Directions for this task
Each entry below should be printed exactly as given.

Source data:
>>>>
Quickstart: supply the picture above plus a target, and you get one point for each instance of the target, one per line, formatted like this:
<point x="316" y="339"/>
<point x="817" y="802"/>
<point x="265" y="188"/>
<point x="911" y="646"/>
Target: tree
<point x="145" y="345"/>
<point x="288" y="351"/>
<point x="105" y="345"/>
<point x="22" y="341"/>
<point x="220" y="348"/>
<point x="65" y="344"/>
<<<<
Your response
Quickstart: supply the picture above plus a target, and you get one point for each instance of the target, one per line, formatted like this:
<point x="316" y="339"/>
<point x="817" y="802"/>
<point x="265" y="188"/>
<point x="911" y="646"/>
Target: tree
<point x="145" y="345"/>
<point x="288" y="351"/>
<point x="105" y="345"/>
<point x="22" y="341"/>
<point x="220" y="348"/>
<point x="65" y="344"/>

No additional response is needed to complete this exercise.